Copy all the material that follows, keeping every character the same.

Location annotation dataset excerpts:

┄┄┄┄┄┄

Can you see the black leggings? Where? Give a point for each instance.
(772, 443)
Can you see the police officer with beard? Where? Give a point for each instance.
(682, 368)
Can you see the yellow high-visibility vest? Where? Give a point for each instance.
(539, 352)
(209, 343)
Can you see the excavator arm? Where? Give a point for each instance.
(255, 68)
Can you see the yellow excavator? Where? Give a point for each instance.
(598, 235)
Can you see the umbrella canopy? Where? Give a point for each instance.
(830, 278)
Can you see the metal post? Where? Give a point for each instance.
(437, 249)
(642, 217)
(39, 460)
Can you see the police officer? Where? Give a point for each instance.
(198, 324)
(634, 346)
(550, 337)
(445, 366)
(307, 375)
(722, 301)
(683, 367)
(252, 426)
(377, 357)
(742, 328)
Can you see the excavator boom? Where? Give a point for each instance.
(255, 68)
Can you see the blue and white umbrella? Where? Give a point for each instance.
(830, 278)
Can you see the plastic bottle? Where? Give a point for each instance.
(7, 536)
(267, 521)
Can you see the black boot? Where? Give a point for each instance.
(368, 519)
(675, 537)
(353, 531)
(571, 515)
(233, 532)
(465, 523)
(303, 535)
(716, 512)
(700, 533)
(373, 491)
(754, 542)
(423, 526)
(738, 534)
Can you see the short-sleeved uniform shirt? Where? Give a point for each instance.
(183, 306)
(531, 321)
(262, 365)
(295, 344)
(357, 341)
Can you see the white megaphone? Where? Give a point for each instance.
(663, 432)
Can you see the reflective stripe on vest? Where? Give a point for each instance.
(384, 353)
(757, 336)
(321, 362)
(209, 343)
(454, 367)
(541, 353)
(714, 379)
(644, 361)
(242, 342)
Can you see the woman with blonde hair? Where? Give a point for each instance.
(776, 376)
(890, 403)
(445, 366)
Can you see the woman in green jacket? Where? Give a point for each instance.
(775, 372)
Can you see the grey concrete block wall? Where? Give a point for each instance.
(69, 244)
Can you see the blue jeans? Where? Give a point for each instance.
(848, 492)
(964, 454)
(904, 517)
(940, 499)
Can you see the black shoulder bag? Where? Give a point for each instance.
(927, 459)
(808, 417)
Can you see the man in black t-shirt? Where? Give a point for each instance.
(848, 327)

┄┄┄┄┄┄

Exercise answer:
Can you see the black leggings? Where? Give a point for each instance.
(772, 443)
Can you see the police officer with beard? Where? Give a point for each instance.
(682, 368)
Can you see the yellow high-visibility vest? Where? Give a point for each instance.
(539, 352)
(209, 343)
Can you see the excavator arm? Where? Give a point for each instance.
(255, 68)
Can you see the yellow excavator? Where? Give a point for each instance.
(598, 235)
Can you see the umbrella canopy? Where? Give a point for each instance.
(830, 278)
Can you see the metal post? Where? Give a point for each instance.
(437, 249)
(642, 217)
(39, 460)
Can you see the police officer? Where? Give a point for each instance.
(198, 324)
(634, 346)
(550, 337)
(445, 366)
(307, 375)
(722, 301)
(683, 367)
(252, 426)
(377, 357)
(742, 328)
Can you see the excavator boom? Where? Give a point for each instance.
(255, 68)
Can you see the blue and white umbrella? Where? Give a point for each instance.
(830, 278)
Can you see the plastic bottle? Where? Give a point for each instance.
(7, 536)
(267, 521)
Can you see the black boot? Where? Give a point for each instance.
(368, 519)
(675, 537)
(353, 531)
(571, 515)
(233, 532)
(465, 523)
(303, 535)
(716, 512)
(700, 533)
(373, 491)
(754, 542)
(423, 526)
(738, 534)
Can you see the short-sleeved uniform shirt? Where? Give a point for each instance.
(183, 306)
(531, 321)
(262, 365)
(295, 344)
(357, 341)
Can you see the white megaphone? Where? Give a point for each instance.
(663, 432)
Can you see the reflective stripe on vest? Where? Give a point for each instance.
(384, 353)
(757, 336)
(321, 362)
(209, 343)
(454, 367)
(541, 353)
(714, 379)
(644, 361)
(242, 342)
Can you see the woman with blonde hair? Where? Give a point for each instance.
(776, 376)
(890, 403)
(445, 366)
Can you see the woman in green jacket? Where? Give a point for each instance.
(775, 372)
Can you see the grey concrete block wall? Where? Give a point for each instance.
(69, 244)
Can you see the blue jeans? Where? Give a point for each instance.
(848, 492)
(964, 454)
(904, 517)
(940, 499)
Can you see the black shoulder bag? Where? Give a point for each instance.
(927, 459)
(808, 417)
Can you see the man in black t-shirt? Where? Give a point for each instance.
(848, 327)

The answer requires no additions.